Devenu une véritable icone, Captain America traverse les années 80 et 90 comme un super-héros sans faille (les interrogations de Stan Lee étant largement oublié durant ces décennies). Il reste un symbole d’indépendance (il refuse encore d’être sous les ordres du gouvernement et manifeste son désaccord dès que c’est possible), dont l’aura est telle que Roger Stern et John Byrne envisagent un temps d’en faire le président des Etats-Unis. L’idée est abandonnée (elle s’oppose à une règle de l’Univers Marvel qui veut que le Président en activité soit le « vrai » président) mais sera reprise dans la continuité parallèle des Ultimates en 2013.

Captain America est la figure du leader charismatique qui mène tous les combats des Vengeurs. Sa dimension super-héroïque, après l’ère politique des 70’s est affirmée et il prend part à toutes les sagas cosmiques : on le voit mener des guerres entre peuples extra-terrestre alors que la course à l’espace entre son pays et l’Union Soviétique fait rage. Captain America est comme l’Amérique de Reagan : sûr de lui, il bande les muscles et rien ne peut arrêter sa toute puissance.

C’est peut-être Franck Miller qui a le mieux croqué la toute-puissance du personnage en le faisant apparaitre dans ses épisodes de Daredevil : « Un soldat avec une voix qui pourrait commander un Dieu… et le fait. » Alors qu’arrivent les années 90, il suit pourtant le même chemin que les héros bodybuildés des années 80, incarnés au cinéma par Stallone et Schwarzenegger et perd de sa superbe. Les ventes se tassent, l’intérêt pour le personnage, victime de la crise de l’industrie des comics qui touche particulièrement Marvel à la fin des années 90, est moins fort. Il faut attendre le 11 septembre pour que l’Amérique ait de nouveau besoin d’un héros patriotique. À cette occasion, Steve Rogers se découvre et abandonne son identité secrète. Il ne manque plus qu’un scénariste talentueux pour amener le personnage dans l’air du temps vers de nouveaux sommets.

· · ·

Recopiez le passage de l'extrait sur Captain America qui commence par "Captain America est la" et se termine par "sa toute puissance.", en remplaçant "Vengeurs" par "Avengers". Les données n'ont aucun rôle ici.

Entrées de données →
· · ·

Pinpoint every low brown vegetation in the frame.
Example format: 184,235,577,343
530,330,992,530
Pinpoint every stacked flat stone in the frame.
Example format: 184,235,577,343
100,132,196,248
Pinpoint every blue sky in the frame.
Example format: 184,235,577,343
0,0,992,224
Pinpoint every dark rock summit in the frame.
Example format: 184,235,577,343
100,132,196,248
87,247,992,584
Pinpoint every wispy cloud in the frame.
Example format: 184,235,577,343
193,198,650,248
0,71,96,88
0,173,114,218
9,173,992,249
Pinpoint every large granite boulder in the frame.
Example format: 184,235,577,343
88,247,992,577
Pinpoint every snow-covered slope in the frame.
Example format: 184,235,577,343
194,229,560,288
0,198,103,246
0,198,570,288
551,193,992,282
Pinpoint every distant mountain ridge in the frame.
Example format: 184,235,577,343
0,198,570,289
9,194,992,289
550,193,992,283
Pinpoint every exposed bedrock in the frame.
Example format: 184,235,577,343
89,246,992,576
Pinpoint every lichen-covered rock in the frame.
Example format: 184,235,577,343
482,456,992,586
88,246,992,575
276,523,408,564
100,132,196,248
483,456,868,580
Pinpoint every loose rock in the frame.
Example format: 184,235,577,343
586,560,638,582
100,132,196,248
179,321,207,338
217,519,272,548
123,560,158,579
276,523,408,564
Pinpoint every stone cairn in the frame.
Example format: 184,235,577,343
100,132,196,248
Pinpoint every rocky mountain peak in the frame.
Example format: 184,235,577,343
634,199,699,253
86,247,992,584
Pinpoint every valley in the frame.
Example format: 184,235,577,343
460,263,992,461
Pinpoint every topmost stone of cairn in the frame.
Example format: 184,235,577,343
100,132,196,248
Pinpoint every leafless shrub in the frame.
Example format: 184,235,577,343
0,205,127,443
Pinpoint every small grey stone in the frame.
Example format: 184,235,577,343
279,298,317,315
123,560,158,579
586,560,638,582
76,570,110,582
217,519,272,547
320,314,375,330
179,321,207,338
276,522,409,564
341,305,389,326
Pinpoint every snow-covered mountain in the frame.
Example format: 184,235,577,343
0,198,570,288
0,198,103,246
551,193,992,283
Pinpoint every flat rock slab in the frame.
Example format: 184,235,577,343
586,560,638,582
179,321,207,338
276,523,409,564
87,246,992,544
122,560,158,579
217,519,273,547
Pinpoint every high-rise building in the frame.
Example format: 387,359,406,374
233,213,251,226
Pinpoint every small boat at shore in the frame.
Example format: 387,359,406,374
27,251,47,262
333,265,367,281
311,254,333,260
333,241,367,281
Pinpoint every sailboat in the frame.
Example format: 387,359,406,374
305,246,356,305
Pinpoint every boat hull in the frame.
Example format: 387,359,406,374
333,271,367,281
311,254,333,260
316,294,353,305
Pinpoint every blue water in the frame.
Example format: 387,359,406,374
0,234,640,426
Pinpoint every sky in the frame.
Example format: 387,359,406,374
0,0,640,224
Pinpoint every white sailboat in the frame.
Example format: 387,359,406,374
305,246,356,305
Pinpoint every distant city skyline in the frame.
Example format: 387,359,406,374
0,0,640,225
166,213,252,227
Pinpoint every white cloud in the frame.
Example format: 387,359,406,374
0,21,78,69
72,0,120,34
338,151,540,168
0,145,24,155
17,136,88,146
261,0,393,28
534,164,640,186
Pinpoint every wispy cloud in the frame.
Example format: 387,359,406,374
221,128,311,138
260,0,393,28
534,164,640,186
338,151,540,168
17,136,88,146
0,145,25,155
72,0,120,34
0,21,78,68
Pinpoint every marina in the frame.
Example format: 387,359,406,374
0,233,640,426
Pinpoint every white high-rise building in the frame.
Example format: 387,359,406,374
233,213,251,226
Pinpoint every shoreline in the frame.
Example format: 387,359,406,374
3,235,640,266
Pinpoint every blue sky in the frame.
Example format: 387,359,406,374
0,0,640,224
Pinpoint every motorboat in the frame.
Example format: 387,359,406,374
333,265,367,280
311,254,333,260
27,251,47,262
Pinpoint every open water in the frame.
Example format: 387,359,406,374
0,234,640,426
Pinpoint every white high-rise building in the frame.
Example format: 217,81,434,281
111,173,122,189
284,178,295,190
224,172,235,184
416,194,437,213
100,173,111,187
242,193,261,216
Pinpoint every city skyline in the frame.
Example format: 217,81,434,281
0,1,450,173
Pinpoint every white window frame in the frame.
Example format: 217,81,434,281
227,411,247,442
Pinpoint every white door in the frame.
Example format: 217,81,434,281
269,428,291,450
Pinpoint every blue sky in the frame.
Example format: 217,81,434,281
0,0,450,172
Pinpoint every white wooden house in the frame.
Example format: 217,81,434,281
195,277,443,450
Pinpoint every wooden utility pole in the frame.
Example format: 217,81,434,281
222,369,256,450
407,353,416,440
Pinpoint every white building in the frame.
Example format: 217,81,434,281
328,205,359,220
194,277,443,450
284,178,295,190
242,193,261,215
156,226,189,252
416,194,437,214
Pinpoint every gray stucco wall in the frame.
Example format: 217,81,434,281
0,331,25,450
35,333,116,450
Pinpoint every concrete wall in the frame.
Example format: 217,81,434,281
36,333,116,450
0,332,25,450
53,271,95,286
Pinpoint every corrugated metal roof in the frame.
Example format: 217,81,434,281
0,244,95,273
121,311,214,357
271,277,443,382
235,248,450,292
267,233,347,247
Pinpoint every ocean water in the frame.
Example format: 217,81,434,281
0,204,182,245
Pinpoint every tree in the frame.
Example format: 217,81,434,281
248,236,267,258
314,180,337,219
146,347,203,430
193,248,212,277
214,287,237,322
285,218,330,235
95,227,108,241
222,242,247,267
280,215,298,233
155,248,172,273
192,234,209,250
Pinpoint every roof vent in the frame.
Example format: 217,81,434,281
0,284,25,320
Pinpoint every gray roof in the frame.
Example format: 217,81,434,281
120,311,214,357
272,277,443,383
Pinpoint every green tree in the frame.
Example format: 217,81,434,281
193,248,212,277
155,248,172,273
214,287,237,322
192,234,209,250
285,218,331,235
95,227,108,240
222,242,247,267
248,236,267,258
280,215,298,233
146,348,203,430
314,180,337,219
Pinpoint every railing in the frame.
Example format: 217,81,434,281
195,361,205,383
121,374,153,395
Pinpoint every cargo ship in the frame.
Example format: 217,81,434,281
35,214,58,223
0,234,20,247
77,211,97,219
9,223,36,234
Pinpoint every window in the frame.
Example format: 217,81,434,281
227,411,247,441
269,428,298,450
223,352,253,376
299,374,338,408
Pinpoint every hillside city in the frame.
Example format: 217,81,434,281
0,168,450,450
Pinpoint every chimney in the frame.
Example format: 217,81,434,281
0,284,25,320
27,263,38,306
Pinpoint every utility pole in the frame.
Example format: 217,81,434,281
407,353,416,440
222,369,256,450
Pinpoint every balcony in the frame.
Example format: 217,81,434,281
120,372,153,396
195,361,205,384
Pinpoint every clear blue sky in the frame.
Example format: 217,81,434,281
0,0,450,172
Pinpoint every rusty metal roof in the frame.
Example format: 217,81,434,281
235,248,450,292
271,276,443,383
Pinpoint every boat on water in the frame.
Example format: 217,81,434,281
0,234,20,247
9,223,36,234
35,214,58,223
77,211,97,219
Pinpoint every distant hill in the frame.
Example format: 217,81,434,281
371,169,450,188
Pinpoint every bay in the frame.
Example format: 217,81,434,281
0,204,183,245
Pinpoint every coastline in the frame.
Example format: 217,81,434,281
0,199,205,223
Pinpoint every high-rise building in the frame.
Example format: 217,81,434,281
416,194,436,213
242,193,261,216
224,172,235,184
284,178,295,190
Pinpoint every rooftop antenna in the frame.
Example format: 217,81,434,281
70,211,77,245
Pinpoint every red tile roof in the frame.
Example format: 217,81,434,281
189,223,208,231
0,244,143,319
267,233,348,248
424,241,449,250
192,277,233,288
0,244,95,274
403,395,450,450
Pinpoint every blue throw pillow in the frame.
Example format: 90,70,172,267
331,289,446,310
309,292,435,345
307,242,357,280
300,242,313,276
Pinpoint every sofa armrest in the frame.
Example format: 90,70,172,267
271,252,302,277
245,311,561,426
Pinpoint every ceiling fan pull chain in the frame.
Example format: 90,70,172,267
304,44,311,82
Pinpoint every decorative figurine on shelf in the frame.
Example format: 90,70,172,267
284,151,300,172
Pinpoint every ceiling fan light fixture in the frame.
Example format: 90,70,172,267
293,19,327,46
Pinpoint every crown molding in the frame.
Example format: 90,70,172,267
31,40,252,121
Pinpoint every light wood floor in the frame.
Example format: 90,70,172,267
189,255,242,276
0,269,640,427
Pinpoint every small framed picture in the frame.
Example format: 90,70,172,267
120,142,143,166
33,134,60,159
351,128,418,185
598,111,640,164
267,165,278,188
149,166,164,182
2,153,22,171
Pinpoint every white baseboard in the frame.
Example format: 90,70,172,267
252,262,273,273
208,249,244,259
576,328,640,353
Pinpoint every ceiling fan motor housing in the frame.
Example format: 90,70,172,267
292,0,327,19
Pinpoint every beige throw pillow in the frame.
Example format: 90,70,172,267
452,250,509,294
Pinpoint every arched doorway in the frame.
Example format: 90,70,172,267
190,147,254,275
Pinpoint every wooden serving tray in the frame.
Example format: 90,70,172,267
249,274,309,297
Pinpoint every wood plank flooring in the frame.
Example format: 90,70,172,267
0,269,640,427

· · ·

Solution proposée →
Captain America est la figure du leader charismatique qui mène tous les combats des Avengers. Sa dimension super-héroïque, après l’ère politique des 70’s est affirmée et il prend part à toutes les sagas cosmiques : on le voit mener des guerres entre peuples extra-terrestre alors que la course à l’espace entre son pays et l’Union Soviétique fait rage. Captain America est comme l’Amérique de Reagan : sûr de lui, il bande les muscles et rien ne peut arrêter sa toute puissance.